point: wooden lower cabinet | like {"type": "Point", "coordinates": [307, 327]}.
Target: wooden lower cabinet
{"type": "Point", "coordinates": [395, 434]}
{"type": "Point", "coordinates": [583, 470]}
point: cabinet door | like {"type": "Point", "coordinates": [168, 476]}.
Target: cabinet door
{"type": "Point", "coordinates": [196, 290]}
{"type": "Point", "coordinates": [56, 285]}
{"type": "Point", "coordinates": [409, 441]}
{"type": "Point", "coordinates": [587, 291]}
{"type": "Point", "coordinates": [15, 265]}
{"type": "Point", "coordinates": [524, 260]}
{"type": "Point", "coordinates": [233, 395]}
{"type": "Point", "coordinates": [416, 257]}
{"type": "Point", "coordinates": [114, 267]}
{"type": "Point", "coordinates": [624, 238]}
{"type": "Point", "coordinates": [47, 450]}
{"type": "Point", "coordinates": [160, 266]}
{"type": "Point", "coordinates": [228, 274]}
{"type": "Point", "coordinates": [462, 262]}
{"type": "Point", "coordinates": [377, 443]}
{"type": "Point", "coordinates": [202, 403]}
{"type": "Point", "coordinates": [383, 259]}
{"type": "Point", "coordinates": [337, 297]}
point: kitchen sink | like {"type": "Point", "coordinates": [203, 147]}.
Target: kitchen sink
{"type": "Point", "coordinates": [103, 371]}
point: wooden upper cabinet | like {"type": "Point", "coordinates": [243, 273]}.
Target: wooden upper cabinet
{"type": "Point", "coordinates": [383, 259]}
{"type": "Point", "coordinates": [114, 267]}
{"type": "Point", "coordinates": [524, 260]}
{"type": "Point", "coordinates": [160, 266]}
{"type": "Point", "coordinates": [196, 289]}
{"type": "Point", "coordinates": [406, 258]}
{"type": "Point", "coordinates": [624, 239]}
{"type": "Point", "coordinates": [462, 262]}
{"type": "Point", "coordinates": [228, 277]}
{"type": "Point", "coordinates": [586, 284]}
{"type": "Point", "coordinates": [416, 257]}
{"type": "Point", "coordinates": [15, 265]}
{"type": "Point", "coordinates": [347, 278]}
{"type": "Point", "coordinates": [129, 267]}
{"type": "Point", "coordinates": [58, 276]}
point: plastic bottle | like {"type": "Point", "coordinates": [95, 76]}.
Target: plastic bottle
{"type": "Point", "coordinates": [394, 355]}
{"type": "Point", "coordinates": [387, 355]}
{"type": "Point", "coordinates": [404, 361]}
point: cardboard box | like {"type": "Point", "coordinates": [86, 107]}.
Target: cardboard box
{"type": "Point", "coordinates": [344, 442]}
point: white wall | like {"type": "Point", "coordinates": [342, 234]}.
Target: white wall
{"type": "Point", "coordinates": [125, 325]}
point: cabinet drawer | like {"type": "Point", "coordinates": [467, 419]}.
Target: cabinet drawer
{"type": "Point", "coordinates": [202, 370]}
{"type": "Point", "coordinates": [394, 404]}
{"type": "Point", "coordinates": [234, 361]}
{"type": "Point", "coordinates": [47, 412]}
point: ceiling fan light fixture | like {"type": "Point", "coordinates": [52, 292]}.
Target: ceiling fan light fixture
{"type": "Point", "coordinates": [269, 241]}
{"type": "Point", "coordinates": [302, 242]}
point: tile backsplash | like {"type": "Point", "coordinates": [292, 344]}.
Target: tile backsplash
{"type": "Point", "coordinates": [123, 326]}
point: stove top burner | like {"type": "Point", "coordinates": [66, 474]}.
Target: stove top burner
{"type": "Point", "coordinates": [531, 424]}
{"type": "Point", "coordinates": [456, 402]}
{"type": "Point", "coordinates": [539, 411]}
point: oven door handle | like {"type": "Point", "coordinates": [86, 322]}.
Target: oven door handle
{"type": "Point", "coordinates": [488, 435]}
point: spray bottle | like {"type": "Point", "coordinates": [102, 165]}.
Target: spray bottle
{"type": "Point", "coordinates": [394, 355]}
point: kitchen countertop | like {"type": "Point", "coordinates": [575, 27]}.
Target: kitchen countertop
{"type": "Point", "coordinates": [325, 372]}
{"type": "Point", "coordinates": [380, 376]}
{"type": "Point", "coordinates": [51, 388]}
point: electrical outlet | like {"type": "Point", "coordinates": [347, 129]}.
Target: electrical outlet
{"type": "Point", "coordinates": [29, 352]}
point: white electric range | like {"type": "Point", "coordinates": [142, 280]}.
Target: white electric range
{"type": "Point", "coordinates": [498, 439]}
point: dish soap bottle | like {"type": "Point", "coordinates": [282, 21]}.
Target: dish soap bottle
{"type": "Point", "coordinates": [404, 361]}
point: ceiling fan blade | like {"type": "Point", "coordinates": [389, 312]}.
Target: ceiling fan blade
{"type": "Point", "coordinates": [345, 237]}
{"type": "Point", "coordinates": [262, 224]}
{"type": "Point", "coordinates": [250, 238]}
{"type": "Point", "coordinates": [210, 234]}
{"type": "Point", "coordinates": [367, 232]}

To be done
Please return all of the entries above unchanged, line for line.

Solution to this exercise
point: wooden lower cabinet | like {"type": "Point", "coordinates": [307, 327]}.
Target: wooden lower cabinet
{"type": "Point", "coordinates": [395, 434]}
{"type": "Point", "coordinates": [583, 470]}
point: cabinet door | like {"type": "Point", "coordinates": [168, 476]}.
Target: cabinet door
{"type": "Point", "coordinates": [196, 290]}
{"type": "Point", "coordinates": [56, 285]}
{"type": "Point", "coordinates": [409, 441]}
{"type": "Point", "coordinates": [587, 291]}
{"type": "Point", "coordinates": [15, 265]}
{"type": "Point", "coordinates": [524, 260]}
{"type": "Point", "coordinates": [233, 395]}
{"type": "Point", "coordinates": [416, 257]}
{"type": "Point", "coordinates": [114, 267]}
{"type": "Point", "coordinates": [624, 238]}
{"type": "Point", "coordinates": [47, 450]}
{"type": "Point", "coordinates": [160, 266]}
{"type": "Point", "coordinates": [228, 274]}
{"type": "Point", "coordinates": [462, 262]}
{"type": "Point", "coordinates": [377, 443]}
{"type": "Point", "coordinates": [202, 403]}
{"type": "Point", "coordinates": [383, 259]}
{"type": "Point", "coordinates": [337, 297]}
point: kitchen sink | like {"type": "Point", "coordinates": [203, 147]}.
Target: kitchen sink
{"type": "Point", "coordinates": [103, 371]}
point: wooden upper cabinet | like {"type": "Point", "coordinates": [243, 273]}.
Target: wooden upper cabinet
{"type": "Point", "coordinates": [383, 259]}
{"type": "Point", "coordinates": [114, 267]}
{"type": "Point", "coordinates": [524, 260]}
{"type": "Point", "coordinates": [160, 266]}
{"type": "Point", "coordinates": [196, 289]}
{"type": "Point", "coordinates": [406, 258]}
{"type": "Point", "coordinates": [624, 239]}
{"type": "Point", "coordinates": [462, 262]}
{"type": "Point", "coordinates": [228, 277]}
{"type": "Point", "coordinates": [586, 284]}
{"type": "Point", "coordinates": [416, 257]}
{"type": "Point", "coordinates": [15, 265]}
{"type": "Point", "coordinates": [347, 278]}
{"type": "Point", "coordinates": [129, 267]}
{"type": "Point", "coordinates": [58, 276]}
point: plastic bottle | like {"type": "Point", "coordinates": [95, 76]}.
Target: plastic bottle
{"type": "Point", "coordinates": [394, 355]}
{"type": "Point", "coordinates": [387, 355]}
{"type": "Point", "coordinates": [404, 361]}
point: cardboard box | like {"type": "Point", "coordinates": [86, 107]}.
Target: cardboard box
{"type": "Point", "coordinates": [344, 442]}
point: white wall | like {"type": "Point", "coordinates": [342, 234]}.
Target: white wall
{"type": "Point", "coordinates": [125, 325]}
point: cabinet drawer | like {"type": "Point", "coordinates": [467, 419]}.
Target: cabinet drawer
{"type": "Point", "coordinates": [202, 370]}
{"type": "Point", "coordinates": [394, 404]}
{"type": "Point", "coordinates": [234, 361]}
{"type": "Point", "coordinates": [47, 412]}
point: ceiling fan light fixture | like {"type": "Point", "coordinates": [52, 292]}.
Target: ceiling fan light fixture
{"type": "Point", "coordinates": [269, 241]}
{"type": "Point", "coordinates": [302, 242]}
point: tile backsplash | like {"type": "Point", "coordinates": [292, 344]}.
Target: tile backsplash
{"type": "Point", "coordinates": [123, 326]}
point: stove top burner | like {"type": "Point", "coordinates": [66, 474]}.
Target: stove top burner
{"type": "Point", "coordinates": [531, 424]}
{"type": "Point", "coordinates": [456, 402]}
{"type": "Point", "coordinates": [539, 411]}
point: oven door handle | like {"type": "Point", "coordinates": [86, 322]}.
Target: oven door handle
{"type": "Point", "coordinates": [488, 435]}
point: spray bottle | like {"type": "Point", "coordinates": [102, 165]}.
Target: spray bottle
{"type": "Point", "coordinates": [394, 355]}
point: kitchen countertop | like {"type": "Point", "coordinates": [575, 27]}.
Target: kitchen countertop
{"type": "Point", "coordinates": [325, 372]}
{"type": "Point", "coordinates": [380, 376]}
{"type": "Point", "coordinates": [51, 388]}
point: electrical outlet | like {"type": "Point", "coordinates": [347, 129]}.
Target: electrical outlet
{"type": "Point", "coordinates": [29, 352]}
point: white electric range | like {"type": "Point", "coordinates": [142, 280]}.
Target: white electric range
{"type": "Point", "coordinates": [498, 439]}
point: dish soap bottle | like {"type": "Point", "coordinates": [282, 21]}.
Target: dish soap bottle
{"type": "Point", "coordinates": [404, 361]}
point: ceiling fan blade | like {"type": "Point", "coordinates": [389, 312]}.
Target: ceiling fan blade
{"type": "Point", "coordinates": [345, 237]}
{"type": "Point", "coordinates": [262, 224]}
{"type": "Point", "coordinates": [250, 238]}
{"type": "Point", "coordinates": [210, 234]}
{"type": "Point", "coordinates": [367, 232]}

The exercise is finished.